What needs to be done: In the article on property maintenance in the commercial real estate market below, in which year might the real budget restriction become evident?

Extract provided:
-- Opening Marker --

Why Property Maintenance is Important in a Suffering Commercial Real Estate Market

Why Property Maintenance is Important in a Suffering Commercial Real Estate Market

COVID-19 and its effect on the already shifting commercial real estate space have left many property owners, managers, and investors reimagining the future of the retail, office, and industrial spaces.

Exterior of a Commercial Building

Looking at the commercial real estate market and the interference of COVID-19, a shift in dollars allocated to property maintenance has led to a narrow view of what is a priority. If aesthetics and asset longevity was the theme before, sustainability in uncertain times has propelled us into the era, however short, of austerity. The investment must be purposeful in the short-term, and due to the risk of vacancy or lack of pedestrian traffic in many property types, it is more and more difficult to tie to a return.

2020 may not even recognize the worst of this trend. As some budget dollars were applied to projects this year, the real restriction may become evident in 2021. Postponed projects may not materialize at all, and deferred maintenance and repair could become abandoned maintenance and repair. What does this mean for commercial office and industrial, retail, and hospitality (experiential) spaces? Many of these locations might see repurposing at a rate much accelerated from what was already forecasted pre-virus. Repurposing will require these properties to be minimally maintained during the transition or redeveloped afterward.

-- Closing Marker --

Data provided:

-- Opening Marker --

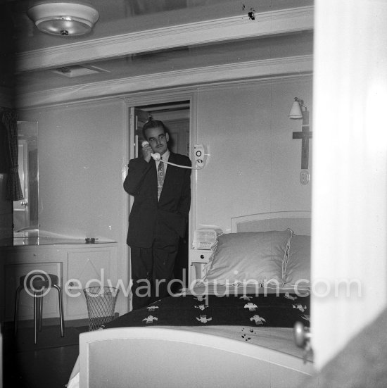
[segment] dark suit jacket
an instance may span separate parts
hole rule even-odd
[[[191,165],[187,156],[170,153],[168,161]],[[156,162],[142,157],[132,159],[125,190],[134,197],[129,216],[127,243],[133,246],[152,246],[156,222],[171,230],[171,233],[184,236],[191,205],[191,169],[168,165],[160,200],[157,198]]]

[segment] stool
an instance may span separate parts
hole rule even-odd
[[[42,331],[42,321],[43,316],[43,296],[49,292],[51,287],[58,291],[59,301],[59,319],[61,321],[61,337],[64,337],[65,323],[63,320],[63,299],[62,289],[59,287],[58,276],[51,273],[41,272],[32,273],[28,275],[23,275],[20,278],[20,285],[16,289],[15,297],[15,337],[18,332],[18,320],[19,318],[19,300],[22,289],[33,292],[34,296],[34,343],[37,342],[38,324],[39,331]]]

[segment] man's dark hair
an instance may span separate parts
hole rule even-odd
[[[149,121],[147,121],[142,127],[142,135],[144,138],[148,139],[148,137],[146,137],[146,130],[158,127],[163,128],[165,134],[167,133],[168,131],[163,121],[160,120],[149,120]]]

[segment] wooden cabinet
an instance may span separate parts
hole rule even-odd
[[[65,320],[87,318],[83,289],[113,286],[118,282],[117,243],[9,246],[1,249],[0,294],[1,321],[13,320],[15,290],[20,277],[33,270],[56,275],[63,294]],[[43,318],[59,316],[58,293],[43,299]],[[20,293],[19,319],[32,319],[32,296]]]

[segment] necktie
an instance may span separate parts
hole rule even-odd
[[[164,163],[160,161],[157,170],[157,197],[160,199],[163,184],[164,184]]]

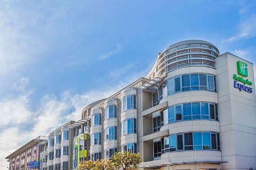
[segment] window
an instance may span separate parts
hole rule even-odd
[[[174,107],[169,107],[168,108],[168,123],[173,123],[175,122]]]
[[[216,91],[216,81],[213,75],[206,74],[188,74],[172,78],[159,87],[159,98],[162,99],[167,87],[168,95],[180,91],[205,90]]]
[[[78,129],[78,135],[79,134],[82,134],[82,129],[81,128],[79,128]]]
[[[137,144],[135,143],[128,143],[123,146],[123,152],[137,152]]]
[[[68,131],[64,131],[62,132],[63,140],[68,140]]]
[[[192,116],[191,115],[191,104],[186,103],[183,104],[183,116],[184,120],[191,120]]]
[[[181,78],[182,81],[182,91],[190,90],[190,75],[189,74],[182,75]]]
[[[123,111],[135,108],[136,95],[131,95],[123,98]]]
[[[63,155],[68,155],[68,146],[63,147]]]
[[[161,117],[157,116],[153,118],[153,132],[156,132],[160,131],[161,128]]]
[[[101,114],[96,113],[92,115],[92,126],[101,124]]]
[[[61,140],[61,135],[60,134],[56,134],[55,135],[55,141],[56,141],[56,143],[60,143]]]
[[[117,129],[116,126],[112,126],[105,129],[105,140],[117,139]]]
[[[169,136],[170,151],[176,151],[176,135],[172,134]]]
[[[105,108],[105,120],[116,117],[116,106],[111,105]]]
[[[122,122],[123,135],[136,133],[136,118],[130,118]]]
[[[48,154],[48,158],[49,160],[53,160],[54,153],[53,152],[49,152]]]
[[[175,113],[176,116],[176,121],[182,120],[182,113],[181,112],[181,105],[177,105],[175,106]]]
[[[154,143],[154,153],[156,151],[156,144]],[[162,154],[176,150],[220,150],[219,134],[215,132],[195,132],[172,134],[169,137],[162,139]]]
[[[152,100],[153,102],[153,106],[155,106],[159,104],[158,96],[157,92],[152,94]]]
[[[161,141],[154,142],[154,157],[161,157],[162,155]]]
[[[201,118],[209,119],[209,111],[208,108],[208,103],[201,103]]]
[[[55,156],[56,158],[60,158],[61,149],[55,149]]]
[[[54,170],[60,170],[60,164],[55,164],[55,169]]]
[[[185,150],[193,150],[193,137],[192,133],[184,134],[184,143]]]
[[[115,153],[117,152],[117,148],[111,148],[106,150],[106,157],[111,158],[114,156]]]
[[[183,135],[177,135],[177,150],[183,150]]]
[[[162,139],[162,152],[163,154],[169,152],[169,138],[164,137]]]
[[[101,153],[94,153],[92,154],[92,160],[97,161],[98,159],[101,159]]]
[[[82,139],[82,140],[80,140],[80,147],[79,147],[79,149],[80,150],[84,150],[84,140]]]
[[[95,133],[92,134],[91,139],[91,145],[101,144],[101,133]]]
[[[62,163],[63,170],[68,169],[68,162],[67,161]]]

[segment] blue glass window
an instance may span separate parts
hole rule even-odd
[[[190,90],[190,78],[189,74],[182,75],[182,91]]]
[[[183,104],[184,120],[190,120],[192,119],[191,111],[191,103],[185,103]]]
[[[175,78],[175,92],[180,91],[180,78],[178,77]]]
[[[170,151],[176,151],[176,135],[172,134],[169,136]]]
[[[201,115],[202,119],[209,119],[207,103],[201,103]]]
[[[202,143],[202,132],[194,132],[193,139],[194,149],[203,149]]]
[[[190,74],[190,80],[191,80],[191,90],[199,90],[198,74]]]
[[[136,108],[136,95],[131,95],[123,98],[122,110]]]
[[[181,105],[178,105],[175,107],[175,113],[176,115],[176,120],[182,120],[182,112],[181,112]]]
[[[208,90],[214,91],[214,76],[212,75],[207,75]]]
[[[136,119],[130,118],[124,120],[122,123],[123,134],[136,133]]]
[[[127,143],[123,146],[123,152],[131,152],[132,153],[137,152],[137,144],[135,143]]]
[[[200,90],[207,90],[206,74],[199,74]]]
[[[192,103],[192,115],[193,119],[200,119],[200,103]]]
[[[168,108],[169,123],[173,123],[175,122],[174,118],[174,106],[169,107]]]
[[[68,131],[64,131],[62,132],[63,140],[68,140]]]
[[[209,132],[202,132],[203,133],[203,149],[211,149],[211,141],[210,140]]]
[[[92,126],[101,124],[101,114],[96,113],[92,115]]]

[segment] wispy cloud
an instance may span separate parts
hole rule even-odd
[[[13,83],[13,88],[17,91],[23,91],[28,86],[29,80],[27,78],[21,78]]]
[[[121,50],[122,50],[122,46],[120,44],[117,44],[116,45],[116,48],[115,50],[110,52],[109,53],[108,53],[108,54],[107,54],[106,55],[102,55],[102,56],[100,56],[100,57],[99,58],[99,61],[104,60],[105,60],[107,58],[109,58],[111,56],[117,54],[117,53],[118,53]]]
[[[242,38],[251,38],[256,36],[256,15],[253,14],[239,23],[237,33],[228,38],[228,41]]]

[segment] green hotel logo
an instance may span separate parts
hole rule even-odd
[[[248,76],[248,68],[247,64],[241,61],[238,61],[237,65],[237,74],[244,77]]]

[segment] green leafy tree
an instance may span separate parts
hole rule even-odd
[[[131,152],[118,152],[114,155],[112,161],[117,169],[134,169],[137,165],[141,162],[140,153],[133,154]]]
[[[84,161],[82,164],[79,164],[79,170],[94,170],[95,166],[95,162],[91,160]]]

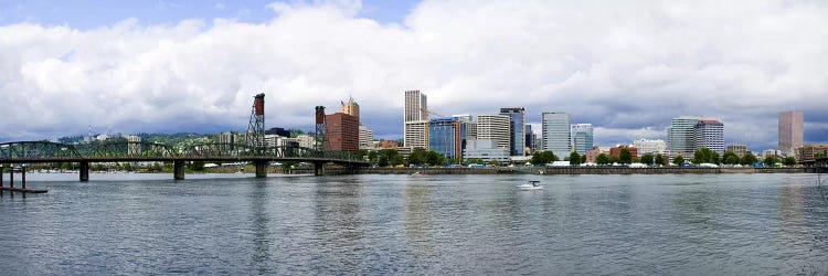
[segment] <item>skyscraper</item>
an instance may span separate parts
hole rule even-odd
[[[428,105],[425,94],[420,91],[405,92],[404,147],[428,149],[426,110],[428,110]]]
[[[696,139],[693,150],[708,148],[719,156],[724,156],[724,124],[718,120],[699,120],[693,129]]]
[[[509,116],[486,114],[477,116],[477,139],[492,140],[498,148],[509,148]]]
[[[428,123],[428,149],[447,159],[461,159],[466,145],[466,127],[457,117],[431,118]]]
[[[353,100],[353,97],[348,97],[348,103],[339,103],[342,104],[342,113],[353,116],[357,123],[360,123],[360,105]]]
[[[696,150],[696,123],[700,117],[681,116],[673,118],[667,129],[668,147],[670,158],[681,156],[684,159],[692,158]]]
[[[357,118],[343,113],[325,115],[325,149],[357,152],[360,147],[360,130]]]
[[[509,116],[509,153],[523,156],[526,147],[527,115],[523,107],[500,108],[500,115]]]
[[[558,158],[570,156],[570,115],[565,113],[543,113],[541,115],[541,140],[543,150],[551,150]]]
[[[592,132],[592,124],[572,125],[572,151],[582,156],[586,155],[586,151],[591,150],[593,146]]]
[[[779,148],[785,156],[793,156],[803,146],[803,113],[779,113]]]
[[[530,151],[534,151],[537,149],[535,140],[538,137],[534,135],[534,131],[532,131],[532,125],[527,125],[527,139],[526,145],[527,148],[529,148]]]

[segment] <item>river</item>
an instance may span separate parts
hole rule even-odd
[[[29,174],[0,274],[828,273],[816,174],[187,177]]]

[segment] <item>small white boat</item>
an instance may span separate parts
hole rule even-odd
[[[518,189],[520,190],[543,190],[543,187],[541,185],[541,181],[538,180],[529,180],[523,184],[519,184]]]

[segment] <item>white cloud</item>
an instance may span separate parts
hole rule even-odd
[[[384,136],[405,89],[443,114],[566,112],[607,144],[680,115],[763,145],[775,136],[751,134],[775,132],[760,121],[779,110],[828,121],[807,115],[828,98],[828,9],[808,1],[426,1],[402,25],[355,18],[359,1],[269,8],[262,24],[0,26],[0,137],[242,129],[259,92],[269,126],[310,126],[314,106],[353,95]]]

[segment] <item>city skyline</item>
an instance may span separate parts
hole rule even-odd
[[[314,106],[352,95],[362,124],[396,139],[399,95],[417,89],[444,115],[524,107],[535,134],[542,113],[566,113],[602,146],[666,139],[671,118],[705,115],[726,125],[725,145],[775,149],[785,110],[804,114],[804,144],[828,144],[815,100],[828,96],[815,59],[828,49],[814,47],[822,3],[160,4],[121,2],[96,18],[84,4],[1,3],[0,141],[89,125],[237,130],[256,93],[272,103],[268,127],[310,130]]]

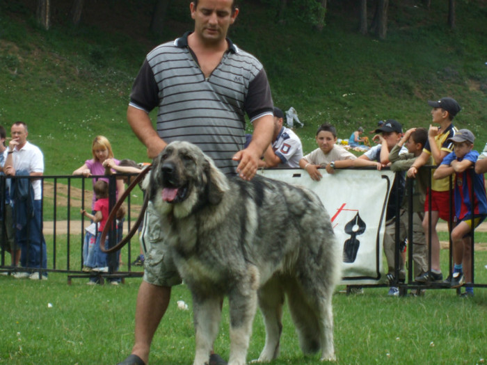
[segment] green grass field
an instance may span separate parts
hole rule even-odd
[[[116,3],[122,9],[133,2]],[[117,158],[147,161],[145,148],[126,122],[126,110],[131,83],[146,53],[192,26],[189,1],[170,3],[168,27],[162,37],[156,38],[141,35],[153,6],[150,1],[138,2],[138,9],[132,3],[129,11],[117,12],[125,14],[122,19],[110,16],[115,13],[113,1],[97,1],[94,6],[105,7],[97,8],[105,15],[100,17],[103,24],[85,17],[78,28],[54,23],[49,31],[35,25],[33,1],[0,2],[0,124],[8,127],[16,120],[29,124],[29,140],[45,154],[46,175],[70,175],[91,158],[91,141],[100,134],[111,141]],[[342,138],[348,138],[359,125],[368,131],[388,118],[397,119],[405,128],[427,127],[431,116],[426,101],[445,95],[462,106],[455,124],[476,134],[475,148],[481,150],[487,142],[485,1],[456,1],[455,31],[446,27],[445,0],[432,0],[428,11],[419,1],[390,1],[384,41],[358,34],[356,15],[342,1],[329,1],[333,11],[327,14],[321,33],[298,19],[274,22],[273,10],[267,6],[272,1],[241,3],[230,36],[262,60],[276,104],[298,111],[305,123],[296,131],[305,152],[316,147],[316,129],[325,122],[335,124]],[[123,24],[129,33],[111,27],[111,22]],[[73,184],[81,188],[79,179]],[[134,197],[136,204],[138,195]],[[53,206],[54,202],[46,198],[45,220],[54,219]],[[63,206],[56,220],[79,214],[78,207],[70,207],[68,213]],[[440,238],[447,240],[442,234]],[[486,236],[479,233],[476,241],[486,243]],[[81,268],[81,233],[70,237],[68,255],[67,237],[56,237],[57,268],[65,269],[68,262],[70,268]],[[47,238],[51,253],[54,243],[52,237]],[[137,244],[132,245],[131,253],[133,259],[138,253]],[[487,251],[475,254],[476,282],[487,283]],[[442,251],[444,273],[448,270],[447,255]],[[122,260],[126,265],[127,249]],[[132,346],[141,280],[90,286],[86,279],[74,279],[68,286],[67,275],[62,273],[51,273],[48,281],[40,282],[0,275],[0,364],[116,364]],[[475,296],[468,300],[458,298],[454,290],[428,290],[420,298],[390,298],[387,291],[365,289],[362,295],[335,295],[337,364],[486,362],[487,289],[476,289]],[[190,310],[179,311],[178,300],[187,302]],[[152,344],[152,364],[191,363],[191,307],[188,289],[175,288]],[[227,359],[226,302],[223,314],[215,349]],[[264,341],[257,313],[249,360],[258,357]],[[317,356],[303,357],[286,310],[281,354],[273,364],[318,362]]]
[[[445,251],[445,250],[444,250]],[[442,252],[443,254],[446,252]],[[478,277],[487,282],[487,254],[480,252]],[[443,257],[445,259],[446,257]],[[113,364],[130,352],[140,278],[125,284],[90,286],[86,279],[51,274],[48,281],[0,277],[0,364]],[[342,288],[339,288],[342,289]],[[387,288],[333,298],[337,364],[483,364],[487,357],[487,289],[463,299],[453,289],[428,290],[424,297],[391,298]],[[184,300],[189,310],[177,309]],[[187,364],[193,359],[191,300],[184,285],[172,302],[152,347],[151,364]],[[225,301],[215,349],[228,358]],[[248,359],[258,357],[264,330],[257,313]],[[303,357],[286,309],[279,359],[273,364],[317,364]]]

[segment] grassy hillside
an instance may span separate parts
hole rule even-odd
[[[427,127],[426,101],[447,95],[463,107],[456,124],[471,129],[481,149],[487,142],[486,2],[456,1],[455,31],[447,28],[444,0],[433,0],[429,10],[419,0],[392,2],[384,41],[356,33],[356,2],[333,1],[327,26],[318,33],[292,14],[279,24],[271,6],[240,1],[230,37],[262,61],[275,104],[298,111],[305,124],[297,131],[305,151],[314,148],[317,126],[324,122],[335,124],[342,138],[388,118],[406,128]],[[49,31],[35,26],[33,1],[8,3],[0,5],[0,124],[28,123],[49,175],[81,165],[98,134],[112,142],[117,157],[147,161],[125,120],[131,82],[150,49],[191,29],[187,0],[171,2],[167,31],[159,38],[146,31],[148,1],[87,3],[82,24],[73,29],[65,24],[70,2],[54,1]]]

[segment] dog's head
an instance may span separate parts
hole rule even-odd
[[[213,160],[195,145],[175,141],[154,159],[144,182],[149,199],[161,213],[176,218],[206,204],[217,204],[228,190],[226,177]]]

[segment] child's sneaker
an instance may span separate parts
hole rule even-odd
[[[454,273],[450,280],[450,288],[459,288],[465,284],[463,273]]]
[[[388,293],[388,295],[390,295],[392,297],[399,297],[399,289],[397,286],[391,286],[389,289],[389,292]]]
[[[414,279],[415,282],[419,283],[431,283],[443,281],[443,275],[441,273],[436,273],[433,271],[424,273]]]

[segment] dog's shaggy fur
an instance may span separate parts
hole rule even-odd
[[[303,351],[335,359],[331,300],[342,259],[314,193],[260,176],[227,178],[186,142],[154,159],[146,188],[193,295],[194,365],[208,362],[225,295],[229,364],[246,364],[257,302],[266,333],[259,361],[276,358],[285,293]]]

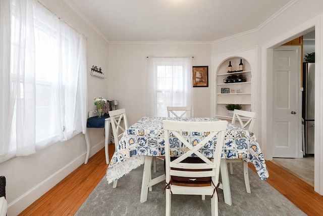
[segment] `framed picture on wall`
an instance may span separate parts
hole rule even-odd
[[[208,66],[193,66],[193,87],[208,87]]]

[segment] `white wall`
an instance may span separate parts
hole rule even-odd
[[[43,0],[41,2],[87,37],[88,108],[94,109],[93,98],[107,97],[108,79],[91,76],[90,69],[92,65],[96,65],[107,74],[109,44],[65,2]],[[91,152],[92,155],[104,147],[103,129],[90,129],[89,132],[92,147],[95,147]],[[19,214],[84,163],[86,151],[84,136],[80,134],[36,154],[13,158],[0,164],[0,176],[5,176],[7,180],[6,197],[9,206],[7,215]]]
[[[272,136],[272,81],[271,75],[270,49],[277,47],[292,39],[308,33],[315,27],[315,55],[316,63],[317,64],[317,71],[321,68],[322,47],[321,31],[323,28],[322,18],[323,16],[323,2],[318,1],[303,1],[291,2],[288,8],[280,14],[277,15],[271,20],[268,20],[266,25],[260,28],[257,32],[258,46],[258,64],[257,71],[258,100],[256,101],[259,108],[258,120],[261,133],[258,141],[266,159],[272,159],[273,144]],[[316,30],[317,30],[316,32]],[[254,37],[252,34],[252,37]],[[319,35],[319,37],[317,36]],[[239,41],[239,42],[238,41]],[[230,51],[234,51],[250,46],[250,40],[249,38],[242,39],[241,37],[233,38],[229,40],[219,41],[212,45],[212,55],[219,55]],[[232,45],[238,47],[237,48]],[[317,49],[318,48],[318,49]],[[267,49],[268,52],[267,52]],[[267,65],[267,63],[268,64]],[[320,78],[319,76],[315,78]],[[318,82],[317,82],[318,83]],[[321,113],[321,94],[320,89],[317,87],[315,93],[315,116],[322,116]],[[316,93],[315,93],[316,95]],[[316,100],[318,99],[318,100]],[[317,108],[318,109],[317,109]],[[317,112],[316,112],[317,111]],[[322,169],[323,160],[320,159],[323,156],[321,142],[321,119],[319,122],[315,121],[315,189],[320,194],[323,194],[323,180],[322,179]],[[317,127],[316,127],[317,126]]]
[[[193,66],[208,66],[210,72],[209,44],[111,44],[109,49],[109,100],[126,108],[130,125],[147,116],[147,57],[193,56]],[[209,86],[193,88],[195,117],[210,116]]]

-- Closing Marker --

Answer area: 2021